- **ARTICLE**:
- Origin: Birmingham, England
- Genres: Hip-hop; alternative hip-hop;
- Occupations: Rapper; record producer;
- Years active: 2005–present
- Labels: EatGood; Daupe!; Blah;
- Website: sonnyjim.bandcamp.com/music

= Sonnyjim =

Sonnyjim is an English rapper and hip-hop record producer. Since first releasing music in 2006 he has steadily built an underground following. Reviewers have noted his laid back delivery and lyrics of luxury and excess, alongside his consistent collaborations with prominent hip-hop artists from the US and UK.

Throughout his career he has rapped with and produced for various noted US hip-hop artists, including MF Doom, Jay Electronica, DJ Premier, Madlib, Roc Marciano and Buckwild. He has been involved with labels like Daupe! and Blah Records as well as collaborations with artists on Griselda Records like Conway the Machine and Westside Gunn.

His 2016 album Mud in My Malbec, and the 2022 release White Girl Wasted with producer The Purist, brought Sonnyjim significantly wider attention.

== Early life and career ==
Sonnyjim is from Birmingham, England, and is of Indian heritage. Reviewers have noted Sonnyjim's laid back and nonchalant vocal delivery, with intricate lyrics and themes of luxury and indulgence. His early influences include UK rappers like Skinnyman and U.S. east coast hip hop like Jay-Z, Nas and Roc Marciano.

=== 2006–2016: Early releases and Mud in My Malbec ===
He started rapping in the mid-2000s UK hip-hop scene, appearing on mixtapes alongside British artists like Stig of the Dump and Jehst. Over the years he slowly built up an underground following, with releases like 2013's Psychonaut and the Purple Patch series, as well as founding his own label EatGood Records.

In 2007, he won the UK 'End of the Weak' rap competition title. In 2008, he released Trading Standards featuring collaborations with prominent UK hip-hop artists such as Jehst, Stig of the Dump, and Soweto Kinch.

His 2016 release Mud in My Malbec, including features with New York rappers Westside Gunn and Heems, gained considerable underground attention.

- **CHALLENGES**:
1. In the Sonnyjim article, what title did he win in 2007?
2. Extend the Sonnyjim article past its final sentence with a short passage in the same style.
The lines after this point are separate material, apart from the Sonnyjim article.

- **RECORDED DATA**:
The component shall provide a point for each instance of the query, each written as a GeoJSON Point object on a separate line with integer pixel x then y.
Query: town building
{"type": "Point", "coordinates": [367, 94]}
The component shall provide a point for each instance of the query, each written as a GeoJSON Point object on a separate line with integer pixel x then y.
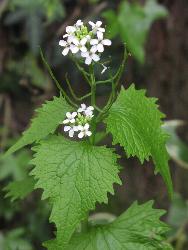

- **ANSWERS TO THE EXERCISES**:
1. He won the UK 'End of the Weak' rap competition title.

2.
=== 2016–present: White Girl Wasted and international collaborations ===
After releasing Mud in My Malbec, Sonnyjim went on to secure a run of collaborations with American rappers. In 2018, he linked up with long-term acquaintance The Purist after returning from Croatia's Outlook Festival. Their sessions resulted in the single Barz Simpson, which would eventually grow into the joint project White Girl Wasted. The song title was inspired by the cartoon character Bart Simpson, the rapper David Bars and the saxophonist Gary Bartz.

After recording Barz Simpson, the duo decided to contact MF Doom for a guest verse on a whim, as they thought the track sounded like his style. Doom liked the track and recorded a verse, but soon got back to Sonnyjim and asked to license the track for an Adult Swim compilation. He and The Purist declined, but kept the track to themselves in order to expand their collaboration into a full album release.

White Girl Wasted dropped in 2022, after the single version of Barz Simpson. The Purist's eclectic sample-based productions and Sonny's laid back punchlines, alongside the posthumous MF Doom feature, gained further attention in both US and UK hip hop media. That included positive coverage from prominent music publications like Pitchfork, Rolling Stone and The Fader. It has since seen several vinyl editions sell out including alternate covers and an instrumental version.

In 2023, Sonnyjim made an appearance for a freestyle session on New York radio's Hot 97 show Real Late with Peter Rosenberg. That year, he also released his first album on Blah Records - Ortolan and Armagnac, with Blah founder Lee Scott, and featured on Indian hip-hop duo Seedhe Maut's mixtape Lunch Break.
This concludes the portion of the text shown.